(Excerpts from a dataset)
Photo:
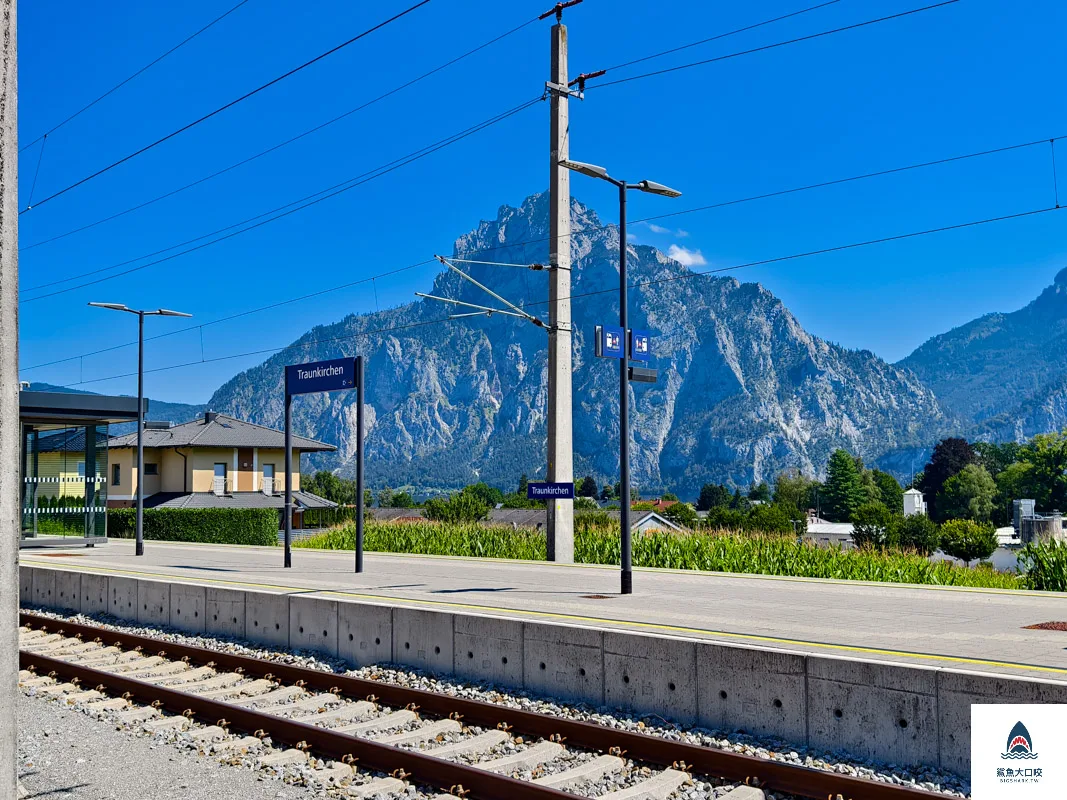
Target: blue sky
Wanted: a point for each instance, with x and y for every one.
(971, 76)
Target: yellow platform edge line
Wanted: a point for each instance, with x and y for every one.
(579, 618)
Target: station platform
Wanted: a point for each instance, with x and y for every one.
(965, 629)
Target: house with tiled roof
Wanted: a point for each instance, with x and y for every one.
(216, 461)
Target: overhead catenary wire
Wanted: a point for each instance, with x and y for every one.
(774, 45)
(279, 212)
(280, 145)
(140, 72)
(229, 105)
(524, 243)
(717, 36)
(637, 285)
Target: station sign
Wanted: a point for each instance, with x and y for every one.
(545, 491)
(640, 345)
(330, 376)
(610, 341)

* * *

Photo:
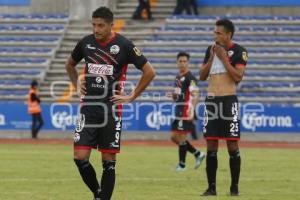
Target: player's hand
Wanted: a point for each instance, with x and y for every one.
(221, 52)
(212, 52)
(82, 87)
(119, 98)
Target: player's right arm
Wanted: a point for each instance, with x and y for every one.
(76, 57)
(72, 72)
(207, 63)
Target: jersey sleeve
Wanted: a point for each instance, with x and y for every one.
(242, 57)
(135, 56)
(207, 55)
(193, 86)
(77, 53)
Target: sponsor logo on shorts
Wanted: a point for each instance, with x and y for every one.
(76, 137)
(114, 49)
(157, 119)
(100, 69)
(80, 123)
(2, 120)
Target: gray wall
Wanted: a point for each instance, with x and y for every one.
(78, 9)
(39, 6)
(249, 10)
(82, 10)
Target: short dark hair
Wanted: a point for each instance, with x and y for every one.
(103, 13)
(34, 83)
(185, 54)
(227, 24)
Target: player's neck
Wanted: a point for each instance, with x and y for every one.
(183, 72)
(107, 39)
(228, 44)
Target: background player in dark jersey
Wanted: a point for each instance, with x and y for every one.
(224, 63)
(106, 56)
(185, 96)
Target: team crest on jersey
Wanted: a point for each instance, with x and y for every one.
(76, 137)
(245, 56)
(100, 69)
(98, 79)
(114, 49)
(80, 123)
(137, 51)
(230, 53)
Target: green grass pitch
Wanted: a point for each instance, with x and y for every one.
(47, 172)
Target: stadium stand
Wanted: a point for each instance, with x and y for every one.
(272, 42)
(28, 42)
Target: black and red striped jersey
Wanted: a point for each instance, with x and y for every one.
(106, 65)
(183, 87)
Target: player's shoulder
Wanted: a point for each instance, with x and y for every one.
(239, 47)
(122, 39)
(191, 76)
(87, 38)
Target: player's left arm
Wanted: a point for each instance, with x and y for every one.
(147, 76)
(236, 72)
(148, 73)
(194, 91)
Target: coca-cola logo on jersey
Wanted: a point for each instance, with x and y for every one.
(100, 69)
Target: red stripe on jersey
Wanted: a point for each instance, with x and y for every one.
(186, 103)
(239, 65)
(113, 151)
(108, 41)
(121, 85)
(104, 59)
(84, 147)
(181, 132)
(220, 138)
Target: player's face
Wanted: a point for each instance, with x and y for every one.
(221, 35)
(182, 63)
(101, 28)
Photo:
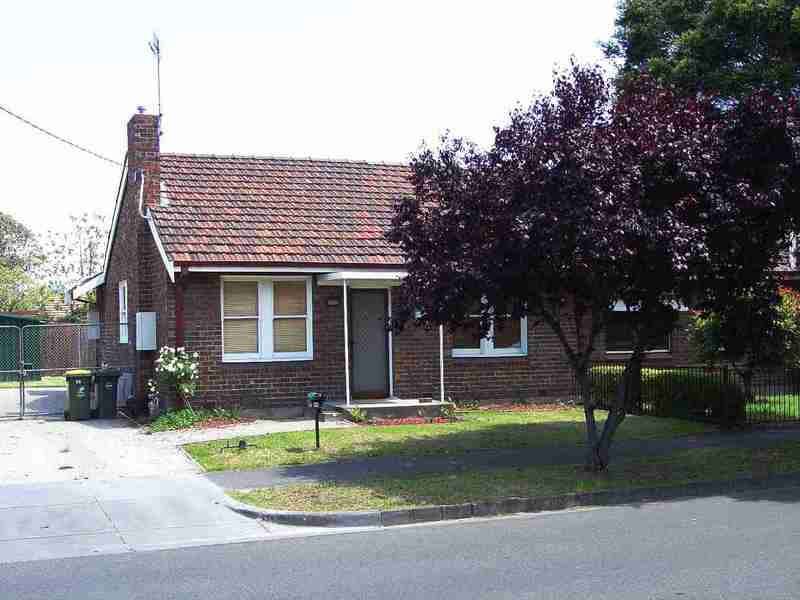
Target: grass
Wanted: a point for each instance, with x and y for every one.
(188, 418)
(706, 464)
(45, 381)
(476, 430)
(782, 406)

Problem:
Each line of the entries that holds "jersey" should be counted, and only the total given.

The answer:
6